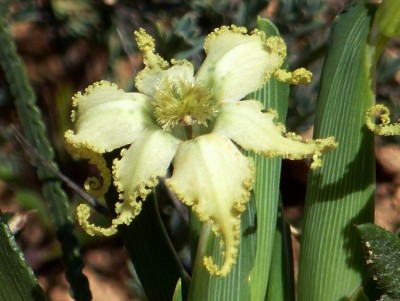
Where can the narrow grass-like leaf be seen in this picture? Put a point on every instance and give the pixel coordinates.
(341, 193)
(281, 280)
(382, 252)
(18, 283)
(34, 130)
(151, 251)
(249, 277)
(274, 95)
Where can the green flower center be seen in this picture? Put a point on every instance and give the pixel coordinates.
(182, 103)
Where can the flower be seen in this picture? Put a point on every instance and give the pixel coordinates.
(384, 128)
(193, 122)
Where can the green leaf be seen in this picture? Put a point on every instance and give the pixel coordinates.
(341, 193)
(281, 281)
(18, 283)
(382, 252)
(151, 251)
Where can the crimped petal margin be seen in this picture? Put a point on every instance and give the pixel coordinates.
(245, 123)
(107, 118)
(135, 174)
(95, 186)
(211, 175)
(148, 158)
(237, 63)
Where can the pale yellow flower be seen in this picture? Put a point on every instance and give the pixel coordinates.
(193, 122)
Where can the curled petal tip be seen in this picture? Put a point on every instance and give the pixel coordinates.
(297, 77)
(83, 215)
(323, 146)
(385, 128)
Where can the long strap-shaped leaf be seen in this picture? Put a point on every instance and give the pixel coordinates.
(249, 277)
(33, 128)
(341, 193)
(274, 95)
(151, 251)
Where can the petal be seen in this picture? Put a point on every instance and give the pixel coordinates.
(126, 211)
(107, 118)
(245, 123)
(148, 81)
(385, 128)
(148, 158)
(238, 64)
(211, 175)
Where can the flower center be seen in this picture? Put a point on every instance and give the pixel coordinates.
(181, 102)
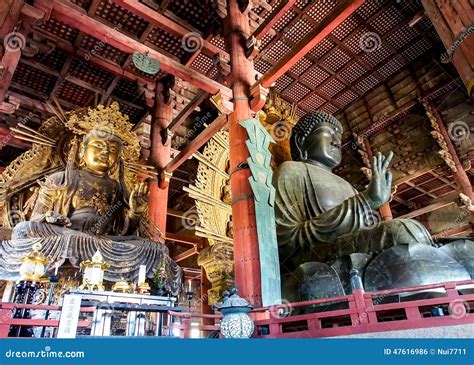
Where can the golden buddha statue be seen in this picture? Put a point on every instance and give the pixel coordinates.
(95, 202)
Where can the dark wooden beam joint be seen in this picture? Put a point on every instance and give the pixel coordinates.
(252, 45)
(258, 97)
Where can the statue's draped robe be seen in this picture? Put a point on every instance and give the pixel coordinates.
(320, 216)
(90, 230)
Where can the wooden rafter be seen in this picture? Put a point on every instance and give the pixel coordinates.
(71, 16)
(340, 13)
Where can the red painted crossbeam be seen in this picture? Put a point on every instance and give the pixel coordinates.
(340, 13)
(81, 21)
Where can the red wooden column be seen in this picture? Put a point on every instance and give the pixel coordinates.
(9, 57)
(246, 254)
(451, 20)
(160, 150)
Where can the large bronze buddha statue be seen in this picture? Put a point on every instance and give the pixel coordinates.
(321, 218)
(88, 205)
****
What to do
Each line above gets copied exactly; leave the pictures out.

Result below
Where can the narrow grass-like leaf be seen in this picture? Put a point on every instance and give the pixel coordinates.
(341, 193)
(281, 280)
(382, 252)
(18, 283)
(34, 130)
(151, 251)
(249, 277)
(274, 95)
Where can the green flower center be seen in this picture? Put a point on every instance and give the pixel coordinates.
(182, 103)
Where can the flower be seen in this picture? Put a point on every instance and give the pixel coordinates.
(384, 128)
(193, 122)
Where can the green leaf be seen in this picture? Put a point on every instance and give the pixel coordinates.
(341, 193)
(281, 281)
(18, 283)
(382, 252)
(151, 251)
Where can the crimped petal margin be seen in this picture? Put a point on every instance and give the pixel coordinates.
(245, 123)
(107, 118)
(135, 174)
(95, 186)
(211, 175)
(148, 158)
(237, 63)
Where can the pale yellow flower be seen in this picture? Put a point on every instance and give the pixel coordinates.
(193, 122)
Where can the curled petal tip be seen in this picture? Put a point on every instance and give the pixel coordinates.
(297, 77)
(83, 215)
(323, 146)
(385, 128)
Where can the long strap-shaped leaf be seen in this picture? Put a point on every instance and give the pixel coordinates.
(249, 277)
(33, 128)
(341, 193)
(274, 95)
(151, 251)
Where can the petal be seen in this picture? Put a point on every instance and give the pixel coordinates.
(126, 211)
(107, 118)
(245, 123)
(148, 81)
(385, 128)
(148, 158)
(238, 64)
(211, 175)
Where can the flower center be seen in this picture? Put a point on every instance and give the pixel coordinates.
(181, 102)
Where can the golden buddha statue be seen in this picture? Put a point on every instance and give the pixel coordinates.
(95, 202)
Where can the dark wooden beam joint be seen in this picture? Put a point on every instance and give the pixel coordinates.
(252, 45)
(258, 97)
Where can the statue's draped robe be seen in this picture? Put a point on every instance and give the pixel coordinates.
(320, 216)
(90, 230)
Where can the wooden rafter be seen in this picture? Put a point on every instance and give the pixel coordinates.
(71, 16)
(340, 13)
Where can the red painted crossbeam be seen in this picture? Put a point on every instance and give the pixel coordinates.
(340, 13)
(81, 21)
Where can the red wooden column be seen in this picture? Put a point on every instance and give the pixel coordinates.
(9, 57)
(246, 254)
(451, 20)
(160, 150)
Where can the large bronze buddha statue be seen in this picture? Put a point on every instance and give the pixel coordinates.
(321, 218)
(88, 205)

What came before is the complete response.